[Records from a dataset]
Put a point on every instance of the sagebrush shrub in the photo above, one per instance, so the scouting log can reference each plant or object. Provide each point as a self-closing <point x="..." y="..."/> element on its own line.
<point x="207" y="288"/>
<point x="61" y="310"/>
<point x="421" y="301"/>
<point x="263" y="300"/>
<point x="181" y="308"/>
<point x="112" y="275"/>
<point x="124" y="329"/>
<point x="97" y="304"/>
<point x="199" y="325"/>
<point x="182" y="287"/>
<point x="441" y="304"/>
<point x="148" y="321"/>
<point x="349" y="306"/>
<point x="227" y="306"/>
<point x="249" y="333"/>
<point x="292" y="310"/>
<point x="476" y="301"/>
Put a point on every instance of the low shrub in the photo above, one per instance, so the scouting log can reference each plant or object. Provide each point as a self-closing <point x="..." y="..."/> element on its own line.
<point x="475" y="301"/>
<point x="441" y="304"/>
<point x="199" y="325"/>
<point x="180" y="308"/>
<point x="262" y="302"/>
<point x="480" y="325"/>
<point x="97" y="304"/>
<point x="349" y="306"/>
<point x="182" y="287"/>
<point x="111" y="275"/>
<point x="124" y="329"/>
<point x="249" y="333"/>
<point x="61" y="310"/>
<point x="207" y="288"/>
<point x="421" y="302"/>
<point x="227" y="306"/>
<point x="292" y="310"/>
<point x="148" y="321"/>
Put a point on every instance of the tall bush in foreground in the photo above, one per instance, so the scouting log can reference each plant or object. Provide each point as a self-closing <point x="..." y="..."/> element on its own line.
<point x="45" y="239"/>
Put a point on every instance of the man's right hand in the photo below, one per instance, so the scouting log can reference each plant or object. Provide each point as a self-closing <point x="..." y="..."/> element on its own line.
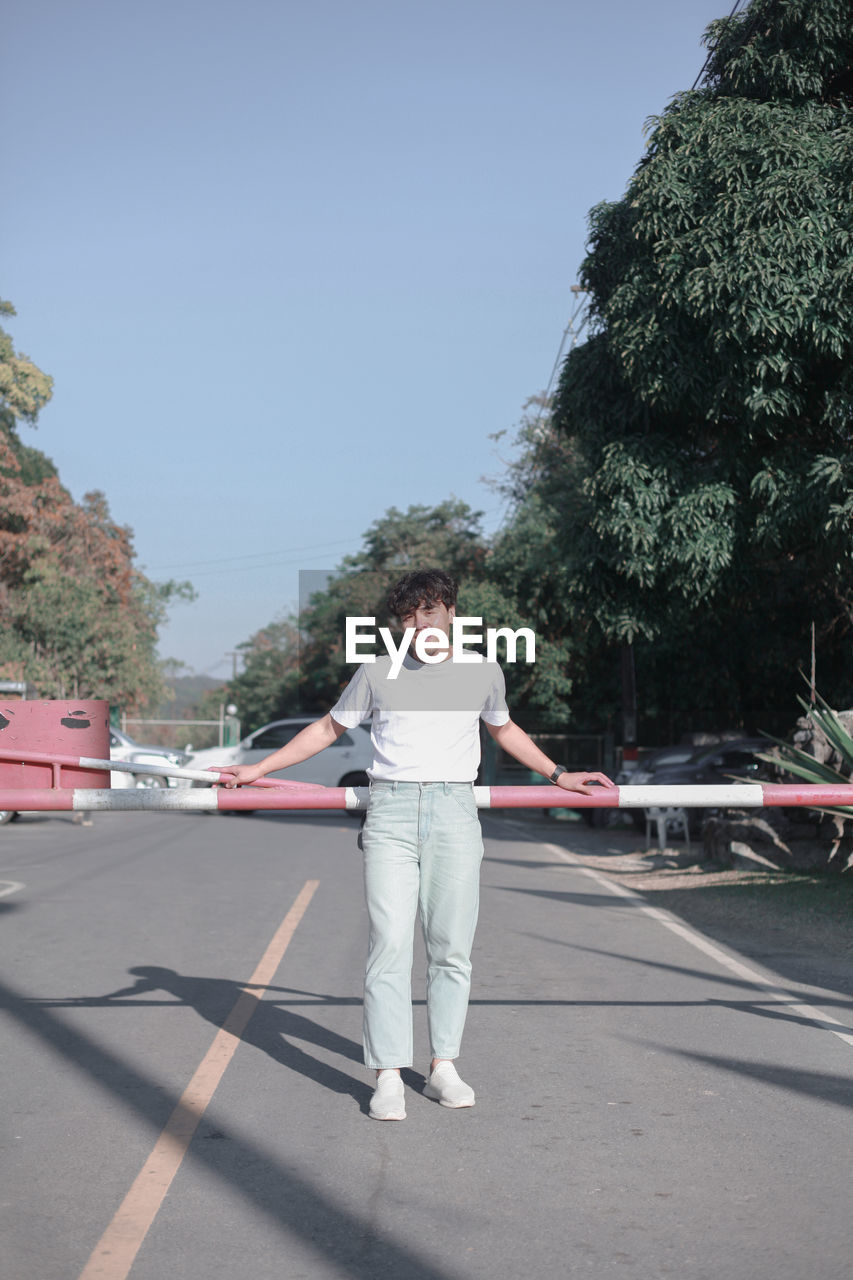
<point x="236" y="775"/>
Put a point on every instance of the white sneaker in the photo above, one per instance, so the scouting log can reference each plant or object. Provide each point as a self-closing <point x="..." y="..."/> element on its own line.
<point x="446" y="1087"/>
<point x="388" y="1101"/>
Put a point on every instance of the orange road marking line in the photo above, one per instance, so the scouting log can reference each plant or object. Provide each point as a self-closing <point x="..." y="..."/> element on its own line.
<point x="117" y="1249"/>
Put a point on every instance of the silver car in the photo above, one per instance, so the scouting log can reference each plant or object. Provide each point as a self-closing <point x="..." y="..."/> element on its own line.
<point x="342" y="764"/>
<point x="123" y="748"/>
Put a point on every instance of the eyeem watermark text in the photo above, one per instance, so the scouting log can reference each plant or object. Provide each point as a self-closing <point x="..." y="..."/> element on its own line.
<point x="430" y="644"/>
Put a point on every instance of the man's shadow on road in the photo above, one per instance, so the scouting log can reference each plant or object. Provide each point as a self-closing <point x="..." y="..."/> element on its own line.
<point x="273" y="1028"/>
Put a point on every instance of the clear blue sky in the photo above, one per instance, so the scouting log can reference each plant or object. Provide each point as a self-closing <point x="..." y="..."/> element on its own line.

==

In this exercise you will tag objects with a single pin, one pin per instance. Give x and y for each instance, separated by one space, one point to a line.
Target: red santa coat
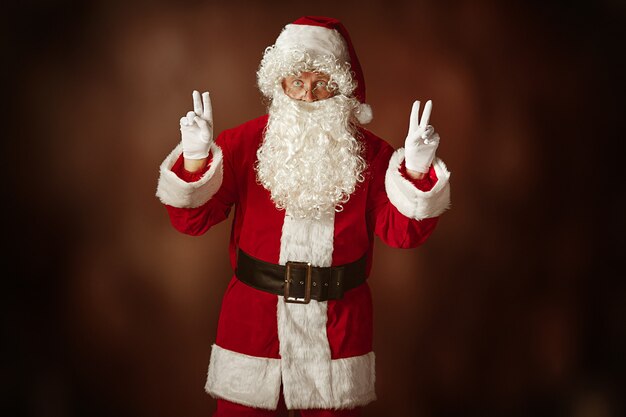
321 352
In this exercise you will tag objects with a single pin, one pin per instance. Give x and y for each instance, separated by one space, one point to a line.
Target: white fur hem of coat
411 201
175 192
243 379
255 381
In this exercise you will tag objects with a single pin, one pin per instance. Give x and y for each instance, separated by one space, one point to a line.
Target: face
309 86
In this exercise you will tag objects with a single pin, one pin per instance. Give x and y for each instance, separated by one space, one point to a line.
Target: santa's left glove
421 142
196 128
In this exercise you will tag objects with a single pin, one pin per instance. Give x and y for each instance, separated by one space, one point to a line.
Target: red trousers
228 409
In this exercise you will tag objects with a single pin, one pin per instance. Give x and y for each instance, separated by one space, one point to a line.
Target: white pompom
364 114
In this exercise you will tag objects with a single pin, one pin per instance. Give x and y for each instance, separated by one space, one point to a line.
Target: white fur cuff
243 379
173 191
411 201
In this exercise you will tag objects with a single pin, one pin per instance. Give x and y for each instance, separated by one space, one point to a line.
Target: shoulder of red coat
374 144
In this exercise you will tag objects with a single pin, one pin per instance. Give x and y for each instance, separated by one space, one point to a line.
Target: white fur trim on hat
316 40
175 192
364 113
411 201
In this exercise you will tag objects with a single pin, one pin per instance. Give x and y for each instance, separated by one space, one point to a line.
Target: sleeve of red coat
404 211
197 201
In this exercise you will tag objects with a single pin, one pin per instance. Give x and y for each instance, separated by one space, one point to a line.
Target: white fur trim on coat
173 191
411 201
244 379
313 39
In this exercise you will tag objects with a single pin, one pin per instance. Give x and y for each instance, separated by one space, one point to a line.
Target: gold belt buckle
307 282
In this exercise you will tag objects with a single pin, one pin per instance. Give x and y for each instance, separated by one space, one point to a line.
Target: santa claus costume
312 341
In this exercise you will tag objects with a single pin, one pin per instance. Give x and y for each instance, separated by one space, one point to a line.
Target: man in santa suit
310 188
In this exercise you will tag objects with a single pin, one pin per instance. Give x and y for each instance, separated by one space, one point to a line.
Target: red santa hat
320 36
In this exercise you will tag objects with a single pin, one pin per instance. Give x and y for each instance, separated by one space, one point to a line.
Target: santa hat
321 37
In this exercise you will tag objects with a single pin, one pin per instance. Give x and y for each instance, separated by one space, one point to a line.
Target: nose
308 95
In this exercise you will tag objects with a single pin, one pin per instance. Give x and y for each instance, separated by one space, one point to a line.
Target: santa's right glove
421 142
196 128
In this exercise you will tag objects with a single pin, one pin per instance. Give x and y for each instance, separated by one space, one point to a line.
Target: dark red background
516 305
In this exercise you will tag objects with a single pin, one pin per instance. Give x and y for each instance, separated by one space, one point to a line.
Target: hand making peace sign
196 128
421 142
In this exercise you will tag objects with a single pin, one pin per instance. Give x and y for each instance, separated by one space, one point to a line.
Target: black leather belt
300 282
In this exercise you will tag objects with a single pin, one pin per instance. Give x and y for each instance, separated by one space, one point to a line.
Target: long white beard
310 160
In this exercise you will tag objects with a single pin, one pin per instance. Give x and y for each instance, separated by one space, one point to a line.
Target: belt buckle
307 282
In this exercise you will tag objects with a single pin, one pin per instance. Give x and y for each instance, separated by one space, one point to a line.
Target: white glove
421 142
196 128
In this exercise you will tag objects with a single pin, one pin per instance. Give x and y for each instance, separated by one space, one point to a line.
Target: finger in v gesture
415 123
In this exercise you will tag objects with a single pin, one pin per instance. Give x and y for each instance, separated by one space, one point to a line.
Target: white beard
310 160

WRITTEN TASK: Gather every line in the records above that contains the word "coat", and copy each one out.

RESULT FOR THIS EXERCISE:
Target: red santa coat
Target: white fur hem of coat
Target: shoulder of red coat
Target: sleeve of red coat
Target: white fur trim on coat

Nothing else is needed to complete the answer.